--- Your goal ---
Rewrite the stretch from the line containing "Would you please tag the green" through the end of the records, requests included, and raise every x and y coordinate in the answers by 86 while leaving the requests unchanged. Leave the pictures out.

▼

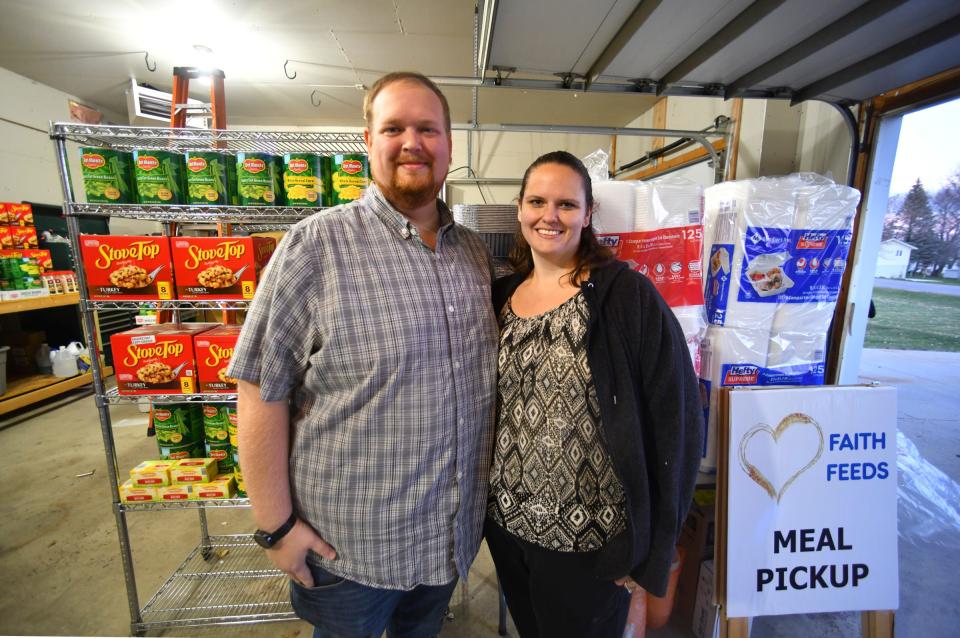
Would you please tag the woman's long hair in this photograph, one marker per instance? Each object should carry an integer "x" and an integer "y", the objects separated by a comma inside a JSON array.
[{"x": 590, "y": 253}]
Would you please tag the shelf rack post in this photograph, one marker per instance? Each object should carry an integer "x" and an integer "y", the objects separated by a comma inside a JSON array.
[{"x": 106, "y": 431}]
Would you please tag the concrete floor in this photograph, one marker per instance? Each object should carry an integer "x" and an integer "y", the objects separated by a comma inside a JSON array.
[{"x": 62, "y": 574}]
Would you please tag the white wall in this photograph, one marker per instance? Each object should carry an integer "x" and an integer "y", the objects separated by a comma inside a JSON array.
[
  {"x": 26, "y": 151},
  {"x": 824, "y": 143}
]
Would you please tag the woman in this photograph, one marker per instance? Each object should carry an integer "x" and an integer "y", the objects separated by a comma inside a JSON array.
[{"x": 599, "y": 421}]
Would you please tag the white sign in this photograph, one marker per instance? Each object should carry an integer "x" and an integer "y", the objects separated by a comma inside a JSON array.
[{"x": 812, "y": 501}]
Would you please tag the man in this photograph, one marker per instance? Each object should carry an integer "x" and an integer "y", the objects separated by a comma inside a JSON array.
[{"x": 367, "y": 368}]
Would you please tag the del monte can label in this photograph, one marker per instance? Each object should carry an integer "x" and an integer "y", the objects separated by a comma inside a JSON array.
[
  {"x": 93, "y": 160},
  {"x": 107, "y": 176},
  {"x": 258, "y": 179},
  {"x": 303, "y": 182},
  {"x": 208, "y": 178},
  {"x": 349, "y": 177},
  {"x": 160, "y": 177}
]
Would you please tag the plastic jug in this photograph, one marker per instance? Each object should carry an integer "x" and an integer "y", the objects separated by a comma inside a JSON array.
[
  {"x": 82, "y": 355},
  {"x": 44, "y": 366},
  {"x": 64, "y": 362}
]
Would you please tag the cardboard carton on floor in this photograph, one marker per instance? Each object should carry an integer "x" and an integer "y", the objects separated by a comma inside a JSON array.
[
  {"x": 130, "y": 493},
  {"x": 176, "y": 493},
  {"x": 697, "y": 540}
]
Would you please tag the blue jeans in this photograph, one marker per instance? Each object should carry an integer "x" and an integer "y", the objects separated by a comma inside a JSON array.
[{"x": 341, "y": 608}]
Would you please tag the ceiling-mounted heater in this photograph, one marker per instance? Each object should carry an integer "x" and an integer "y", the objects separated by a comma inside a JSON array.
[{"x": 146, "y": 107}]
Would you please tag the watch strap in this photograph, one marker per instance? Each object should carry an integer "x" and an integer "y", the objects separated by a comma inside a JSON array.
[{"x": 275, "y": 536}]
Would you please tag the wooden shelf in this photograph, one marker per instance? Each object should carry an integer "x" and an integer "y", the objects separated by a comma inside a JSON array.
[
  {"x": 38, "y": 303},
  {"x": 29, "y": 390}
]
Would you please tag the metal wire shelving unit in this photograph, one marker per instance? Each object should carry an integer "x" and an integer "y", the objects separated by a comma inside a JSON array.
[{"x": 225, "y": 580}]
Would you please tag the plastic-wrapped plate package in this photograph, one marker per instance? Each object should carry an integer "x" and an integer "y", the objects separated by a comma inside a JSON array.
[{"x": 614, "y": 206}]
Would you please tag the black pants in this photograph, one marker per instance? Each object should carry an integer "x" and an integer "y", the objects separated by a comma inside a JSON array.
[{"x": 555, "y": 594}]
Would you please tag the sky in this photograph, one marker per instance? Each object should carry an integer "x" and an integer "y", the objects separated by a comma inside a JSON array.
[{"x": 929, "y": 148}]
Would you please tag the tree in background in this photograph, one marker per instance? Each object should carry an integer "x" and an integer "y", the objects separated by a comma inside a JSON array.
[
  {"x": 915, "y": 224},
  {"x": 946, "y": 211}
]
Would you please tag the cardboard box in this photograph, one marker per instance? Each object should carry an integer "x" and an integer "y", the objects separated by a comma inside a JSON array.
[
  {"x": 194, "y": 471},
  {"x": 223, "y": 486},
  {"x": 23, "y": 237},
  {"x": 705, "y": 623},
  {"x": 176, "y": 493},
  {"x": 44, "y": 261},
  {"x": 219, "y": 267},
  {"x": 213, "y": 351},
  {"x": 127, "y": 267},
  {"x": 130, "y": 493},
  {"x": 22, "y": 358},
  {"x": 152, "y": 473},
  {"x": 697, "y": 540},
  {"x": 156, "y": 359},
  {"x": 17, "y": 295},
  {"x": 17, "y": 214}
]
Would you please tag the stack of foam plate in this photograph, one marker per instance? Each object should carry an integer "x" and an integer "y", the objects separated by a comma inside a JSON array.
[{"x": 496, "y": 224}]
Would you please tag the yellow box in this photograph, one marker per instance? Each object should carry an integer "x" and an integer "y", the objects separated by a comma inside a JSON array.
[
  {"x": 130, "y": 493},
  {"x": 193, "y": 471},
  {"x": 176, "y": 493},
  {"x": 221, "y": 487},
  {"x": 152, "y": 473}
]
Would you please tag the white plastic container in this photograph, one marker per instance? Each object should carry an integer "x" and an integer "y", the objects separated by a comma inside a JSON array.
[{"x": 64, "y": 362}]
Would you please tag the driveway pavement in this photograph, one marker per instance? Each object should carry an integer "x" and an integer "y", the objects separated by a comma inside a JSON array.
[{"x": 917, "y": 286}]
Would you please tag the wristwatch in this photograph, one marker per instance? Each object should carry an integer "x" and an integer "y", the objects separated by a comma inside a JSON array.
[{"x": 267, "y": 540}]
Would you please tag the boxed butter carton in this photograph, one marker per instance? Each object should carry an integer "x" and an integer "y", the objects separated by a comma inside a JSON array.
[
  {"x": 219, "y": 267},
  {"x": 127, "y": 267},
  {"x": 194, "y": 471},
  {"x": 151, "y": 473},
  {"x": 156, "y": 359},
  {"x": 221, "y": 487},
  {"x": 176, "y": 493},
  {"x": 130, "y": 493},
  {"x": 213, "y": 351}
]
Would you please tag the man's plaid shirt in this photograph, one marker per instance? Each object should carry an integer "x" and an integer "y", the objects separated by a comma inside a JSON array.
[{"x": 387, "y": 352}]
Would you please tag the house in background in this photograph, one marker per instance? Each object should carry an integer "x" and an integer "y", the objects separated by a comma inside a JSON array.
[{"x": 893, "y": 259}]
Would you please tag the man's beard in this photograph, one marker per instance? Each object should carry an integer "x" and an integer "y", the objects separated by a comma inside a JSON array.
[{"x": 412, "y": 191}]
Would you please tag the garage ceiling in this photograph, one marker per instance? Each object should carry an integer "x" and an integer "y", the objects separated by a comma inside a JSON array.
[
  {"x": 566, "y": 62},
  {"x": 837, "y": 50}
]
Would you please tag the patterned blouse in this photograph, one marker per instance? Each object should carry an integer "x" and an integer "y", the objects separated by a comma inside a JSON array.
[{"x": 552, "y": 481}]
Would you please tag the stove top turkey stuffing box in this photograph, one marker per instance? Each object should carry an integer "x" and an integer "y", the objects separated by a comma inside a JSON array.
[
  {"x": 157, "y": 359},
  {"x": 219, "y": 267}
]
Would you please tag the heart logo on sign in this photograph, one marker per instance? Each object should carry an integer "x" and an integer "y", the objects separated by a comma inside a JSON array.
[{"x": 797, "y": 420}]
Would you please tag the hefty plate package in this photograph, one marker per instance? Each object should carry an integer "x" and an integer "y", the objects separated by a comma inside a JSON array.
[
  {"x": 157, "y": 359},
  {"x": 213, "y": 351},
  {"x": 124, "y": 267},
  {"x": 219, "y": 267}
]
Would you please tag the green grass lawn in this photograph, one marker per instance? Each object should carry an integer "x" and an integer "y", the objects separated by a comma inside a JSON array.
[{"x": 914, "y": 321}]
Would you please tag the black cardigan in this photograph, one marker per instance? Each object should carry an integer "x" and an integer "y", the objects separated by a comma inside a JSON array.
[{"x": 651, "y": 414}]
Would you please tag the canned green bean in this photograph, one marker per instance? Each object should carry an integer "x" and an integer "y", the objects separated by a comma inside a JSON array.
[
  {"x": 208, "y": 181},
  {"x": 215, "y": 423},
  {"x": 220, "y": 451},
  {"x": 159, "y": 176},
  {"x": 238, "y": 474},
  {"x": 107, "y": 176},
  {"x": 258, "y": 179},
  {"x": 176, "y": 426}
]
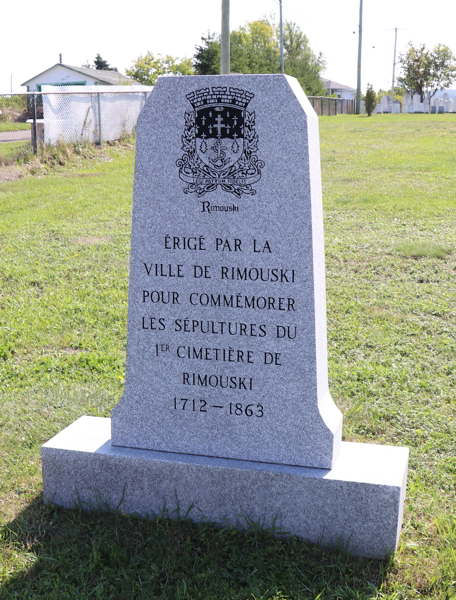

▲

--- Response ---
Would you please tag the green grass lawn in this photograph, one marker per instance? Each object should carry an integer "x" and an integer "y", the objects separated by a comma inside a JSON array.
[{"x": 1000, "y": 407}]
Would you please tag the black cardigan in this photograph, one marker per instance? Each object should carry an integer "x" and an integer "y", the objects separated by a comma inside a JSON array.
[{"x": 737, "y": 500}]
Would you please tag the canned green bean in this photograph, one marker per instance? Each object should carry an integer "x" and an integer "y", the objects separated by a comma inside a JSON array.
[
  {"x": 294, "y": 267},
  {"x": 301, "y": 509},
  {"x": 306, "y": 537},
  {"x": 245, "y": 262},
  {"x": 324, "y": 560},
  {"x": 193, "y": 262},
  {"x": 344, "y": 265},
  {"x": 262, "y": 512}
]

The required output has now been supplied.